**YOUR INSTRUCTIONS**
The required output is every entry below, copied exactly.

**Items from a dataset**
[Start of section]

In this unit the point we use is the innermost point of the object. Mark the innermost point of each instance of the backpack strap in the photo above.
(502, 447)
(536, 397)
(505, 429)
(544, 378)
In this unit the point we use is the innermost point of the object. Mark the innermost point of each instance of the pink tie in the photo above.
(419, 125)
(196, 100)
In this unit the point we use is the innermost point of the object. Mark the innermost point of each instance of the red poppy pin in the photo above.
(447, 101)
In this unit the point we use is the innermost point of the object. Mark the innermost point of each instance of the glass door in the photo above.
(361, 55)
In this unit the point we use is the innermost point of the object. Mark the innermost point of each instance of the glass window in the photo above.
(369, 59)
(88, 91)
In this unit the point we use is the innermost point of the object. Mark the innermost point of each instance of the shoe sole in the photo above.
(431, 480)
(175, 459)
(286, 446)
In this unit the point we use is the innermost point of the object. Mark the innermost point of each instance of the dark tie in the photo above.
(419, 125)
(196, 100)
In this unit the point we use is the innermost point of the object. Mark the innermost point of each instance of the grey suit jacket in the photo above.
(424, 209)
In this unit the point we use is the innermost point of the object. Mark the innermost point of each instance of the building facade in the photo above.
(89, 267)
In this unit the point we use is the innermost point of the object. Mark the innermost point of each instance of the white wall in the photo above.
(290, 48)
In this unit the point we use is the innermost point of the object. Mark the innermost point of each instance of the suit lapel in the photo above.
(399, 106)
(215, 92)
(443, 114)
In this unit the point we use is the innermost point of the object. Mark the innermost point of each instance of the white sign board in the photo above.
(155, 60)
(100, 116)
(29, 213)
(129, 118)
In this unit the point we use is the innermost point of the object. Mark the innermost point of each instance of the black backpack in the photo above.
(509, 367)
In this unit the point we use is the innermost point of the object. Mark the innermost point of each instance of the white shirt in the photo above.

[End of section]

**EXERCISE RESULT**
In this unit the point we use is the innermost point of the object. Mark the innermost point of each instance of the backpack strap in the photo above.
(502, 447)
(536, 397)
(505, 429)
(544, 378)
In this unit the point we use is the innermost point of the object. Mark the innermost point of each instance of the pink tie in the photo above.
(419, 125)
(196, 100)
In this unit the point we use is the innermost point of the object. Mark the innermost point of each instance of the red poppy pin in the photo above.
(447, 101)
In this unit the point we use is the innermost point of the object. Mark the innermost point of each instance of the glass door in the photo above.
(361, 55)
In this unit the point we use is the innermost point of the object. Mark the innermost point of each instance of the glass window in the photo above.
(369, 59)
(88, 91)
In this unit the point we use is the innermost point of the object. Mark the innermost point of each instance of the shoe sole in the photo above.
(431, 480)
(175, 459)
(286, 446)
In this unit the point we use is the innermost point of the object. Mark the innermost point of each instance of the dark tie in the photo above.
(419, 125)
(196, 100)
In this unit the point we use is the innermost point of the object. Mark the innermost point of each instance of the grey suit jacket in the photo above.
(424, 209)
In this unit the point we use is the innermost point of the object. Mark the innermost point of each instance of the building facade in the photo above.
(89, 267)
In this unit the point we use is the innermost point of the object. Mark the innermost point of each instance of the white wall in the photo above.
(290, 48)
In this unit the point we use is the innermost point of the object. Mark the innermost point of each instance of the suit lapel in the photo above.
(399, 106)
(215, 92)
(443, 114)
In this unit the point we use is the innermost point of the object. Mark the innermost point of each instance of the white sign board in the photo above.
(155, 60)
(100, 116)
(29, 213)
(129, 118)
In this unit the point we use is the innermost point of the object. Mark the innermost point of each instance of the black backpack in the photo above.
(509, 367)
In this unit the point we use is the innermost point of the object. Mark the innermost point of each instance of the white shirt in the photo above.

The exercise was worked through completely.